In the lines below, find the one that contains "point: red gauge" and write it out exactly, along with every line that follows it.

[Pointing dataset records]
########

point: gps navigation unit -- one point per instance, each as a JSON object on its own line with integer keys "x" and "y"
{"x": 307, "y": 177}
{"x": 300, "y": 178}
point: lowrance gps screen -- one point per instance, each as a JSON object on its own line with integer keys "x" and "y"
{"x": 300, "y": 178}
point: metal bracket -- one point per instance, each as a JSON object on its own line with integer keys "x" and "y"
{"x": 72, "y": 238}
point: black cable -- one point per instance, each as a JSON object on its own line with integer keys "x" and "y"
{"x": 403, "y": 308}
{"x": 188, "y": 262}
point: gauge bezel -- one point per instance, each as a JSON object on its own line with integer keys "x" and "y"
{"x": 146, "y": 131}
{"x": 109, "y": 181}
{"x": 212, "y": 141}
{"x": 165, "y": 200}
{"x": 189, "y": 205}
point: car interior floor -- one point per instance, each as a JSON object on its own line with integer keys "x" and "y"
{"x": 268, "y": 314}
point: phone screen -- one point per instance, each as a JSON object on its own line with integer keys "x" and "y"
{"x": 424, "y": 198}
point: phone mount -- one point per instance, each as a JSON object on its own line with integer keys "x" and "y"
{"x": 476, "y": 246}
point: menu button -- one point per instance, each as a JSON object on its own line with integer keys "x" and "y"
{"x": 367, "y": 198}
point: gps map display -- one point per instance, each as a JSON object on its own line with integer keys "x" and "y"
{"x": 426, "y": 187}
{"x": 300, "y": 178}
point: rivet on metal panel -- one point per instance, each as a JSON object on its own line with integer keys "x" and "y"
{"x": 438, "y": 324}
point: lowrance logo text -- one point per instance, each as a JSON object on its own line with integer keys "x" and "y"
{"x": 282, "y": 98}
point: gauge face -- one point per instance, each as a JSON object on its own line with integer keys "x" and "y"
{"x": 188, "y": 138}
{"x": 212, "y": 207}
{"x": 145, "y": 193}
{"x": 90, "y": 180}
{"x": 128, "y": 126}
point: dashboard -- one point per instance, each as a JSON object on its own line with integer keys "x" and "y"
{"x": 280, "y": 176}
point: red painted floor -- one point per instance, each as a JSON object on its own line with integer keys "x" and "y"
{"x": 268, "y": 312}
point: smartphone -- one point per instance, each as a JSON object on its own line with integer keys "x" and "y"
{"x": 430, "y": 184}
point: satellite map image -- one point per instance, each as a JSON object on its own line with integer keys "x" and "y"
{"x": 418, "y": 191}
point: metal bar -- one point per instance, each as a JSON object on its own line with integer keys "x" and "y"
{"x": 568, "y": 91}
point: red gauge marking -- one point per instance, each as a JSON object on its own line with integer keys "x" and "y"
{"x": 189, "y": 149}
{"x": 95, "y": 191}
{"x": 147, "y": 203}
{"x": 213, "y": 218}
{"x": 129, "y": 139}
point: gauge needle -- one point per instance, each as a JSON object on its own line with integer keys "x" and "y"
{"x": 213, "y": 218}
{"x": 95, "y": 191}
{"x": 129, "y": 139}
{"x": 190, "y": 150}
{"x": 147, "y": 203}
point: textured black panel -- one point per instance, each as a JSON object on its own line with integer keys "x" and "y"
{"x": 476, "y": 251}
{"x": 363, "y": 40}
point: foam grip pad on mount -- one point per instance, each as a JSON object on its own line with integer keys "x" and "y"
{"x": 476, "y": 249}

########

Written answer:
point: red gauge marking -- one point per instance, each as a JSON object on its own line with integer keys "x" and "y"
{"x": 189, "y": 149}
{"x": 95, "y": 191}
{"x": 147, "y": 203}
{"x": 213, "y": 218}
{"x": 129, "y": 139}
point: gauge needle -- one point per instance, each as a JSON object on its own line with integer keys "x" and "y"
{"x": 213, "y": 218}
{"x": 95, "y": 191}
{"x": 129, "y": 139}
{"x": 190, "y": 150}
{"x": 147, "y": 203}
point: textured black panel -- one point per instance, each as a JSON object on its own line with integer keys "x" and "y"
{"x": 476, "y": 251}
{"x": 363, "y": 40}
point: foam grip pad on mount -- one point per instance, each as a JSON object on its own line with integer keys "x" and "y"
{"x": 476, "y": 249}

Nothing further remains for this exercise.